(Point annotation dataset records)
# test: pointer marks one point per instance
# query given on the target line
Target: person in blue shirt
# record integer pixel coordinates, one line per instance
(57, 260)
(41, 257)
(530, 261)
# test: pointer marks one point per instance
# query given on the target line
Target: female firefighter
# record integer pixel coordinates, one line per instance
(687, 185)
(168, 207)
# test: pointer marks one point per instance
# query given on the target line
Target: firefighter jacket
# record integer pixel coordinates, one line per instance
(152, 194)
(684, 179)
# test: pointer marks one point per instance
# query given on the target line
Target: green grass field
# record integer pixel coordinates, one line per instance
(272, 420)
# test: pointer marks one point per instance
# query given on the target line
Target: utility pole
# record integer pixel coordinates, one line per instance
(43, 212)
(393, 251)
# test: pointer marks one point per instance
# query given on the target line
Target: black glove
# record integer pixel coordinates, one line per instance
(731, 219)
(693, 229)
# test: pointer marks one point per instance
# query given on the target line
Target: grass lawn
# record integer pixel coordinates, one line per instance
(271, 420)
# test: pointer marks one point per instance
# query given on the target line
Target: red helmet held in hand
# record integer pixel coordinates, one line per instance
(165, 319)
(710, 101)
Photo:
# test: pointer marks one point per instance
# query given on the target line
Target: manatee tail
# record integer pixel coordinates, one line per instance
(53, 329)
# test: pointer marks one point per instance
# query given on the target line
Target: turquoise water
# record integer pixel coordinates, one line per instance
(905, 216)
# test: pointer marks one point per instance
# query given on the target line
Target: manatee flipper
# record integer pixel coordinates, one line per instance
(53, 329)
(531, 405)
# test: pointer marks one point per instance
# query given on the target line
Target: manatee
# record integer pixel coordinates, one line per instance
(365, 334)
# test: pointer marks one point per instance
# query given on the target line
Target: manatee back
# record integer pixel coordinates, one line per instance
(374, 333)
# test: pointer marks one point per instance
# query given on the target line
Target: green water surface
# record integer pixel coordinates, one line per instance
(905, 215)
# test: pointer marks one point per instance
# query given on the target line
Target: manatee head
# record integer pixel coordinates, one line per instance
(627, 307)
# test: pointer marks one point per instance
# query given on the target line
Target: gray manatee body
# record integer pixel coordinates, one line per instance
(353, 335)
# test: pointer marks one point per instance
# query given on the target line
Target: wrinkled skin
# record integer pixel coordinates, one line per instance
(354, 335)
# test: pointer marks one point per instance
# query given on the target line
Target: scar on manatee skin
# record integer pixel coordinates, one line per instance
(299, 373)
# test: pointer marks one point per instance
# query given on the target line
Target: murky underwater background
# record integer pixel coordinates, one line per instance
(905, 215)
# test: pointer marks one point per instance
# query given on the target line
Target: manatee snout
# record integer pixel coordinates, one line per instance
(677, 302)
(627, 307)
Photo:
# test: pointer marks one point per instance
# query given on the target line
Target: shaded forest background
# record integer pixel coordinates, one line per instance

### CHALLENGE
Exactly reproduce every line of the records.

### OUTPUT FOR THIS TASK
# test: pointer marks one point per instance
# query given on the target line
Target: person in blue shirt
# record integer pixel coordinates, one line per instance
(57, 260)
(41, 257)
(530, 261)
# test: pointer marks one point per instance
# query given on the target line
Target: female firefighter
# record integer pixel coordinates, one line per instance
(687, 185)
(168, 207)
# test: pointer marks one point per instance
# query given on the target line
Target: firefighter jacket
# record integer pixel coordinates, one line per instance
(152, 194)
(684, 179)
# test: pointer marks one point per instance
# query given on the target line
Target: green grass field
# record integer pixel coordinates, one line per instance
(272, 420)
# test: pointer marks one point per instance
# query given on the target line
Target: utility pole
# record integer pixel coordinates, one line per instance
(43, 212)
(393, 251)
# test: pointer marks one point per instance
# query given on the target line
Target: black glove
# record integer pixel coordinates, one line per instance
(731, 219)
(693, 229)
# test: pointer marks one point per instance
# query given on the target line
Target: grass lawn
# record integer pixel coordinates, one line per instance
(271, 420)
# test: pointer marks one point per instance
# query given on the target line
Target: red helmet held in hand
# record integer pixel coordinates, one line per instance
(165, 319)
(710, 101)
Photo:
# test: pointer marks one point per instance
# query given on the target line
Target: manatee tail
# record integer pixel coordinates, one line per instance
(53, 329)
# test: pointer marks one point per instance
# query given on the target line
Target: turquoise water
# record integer pixel coordinates, one line per instance
(905, 216)
# test: pointer marks one point per instance
# query given on the target line
Target: manatee flipper
# record integer pixel coordinates, one line per instance
(53, 329)
(531, 405)
# test: pointer marks one point per instance
# query given on the target line
Target: manatee
# record integer pixel coordinates, one line per instance
(365, 334)
# test: pointer marks one point per instance
# query given on the target line
Target: manatee back
# record integer pixel coordinates, one line per instance
(374, 333)
# test: pointer marks one point per instance
# query given on the target line
Target: green water surface
# record integer pixel coordinates, one line per instance
(905, 215)
# test: pointer marks one point per instance
# query given on the target line
Target: manatee head
# record integer pixel coordinates, one line per instance
(627, 307)
# test: pointer marks one point per instance
# query given on the target line
Target: gray manatee body
# record integer pixel coordinates, one line per instance
(353, 335)
# test: pointer marks one point per instance
# query given on the target line
Target: wrinkled skin
# record integer pixel coordinates, one line per instance
(354, 335)
# test: pointer marks one point per instance
# query given on the target line
Target: scar on manatee skin
# record integer pixel coordinates, one line per instance
(299, 373)
# test: pointer marks one point per instance
# query given on the target line
Target: murky underwater background
# record integer pixel coordinates, one line per instance
(905, 215)
# test: pointer marks one point per instance
# query given on the target line
Target: manatee snout
# record integer pixel coordinates, one line per instance
(677, 302)
(627, 307)
Photo:
# test: pointer marks one point per instance
# query given on the target line
Target: shaded forest background
# record integer pixel coordinates, one line per instance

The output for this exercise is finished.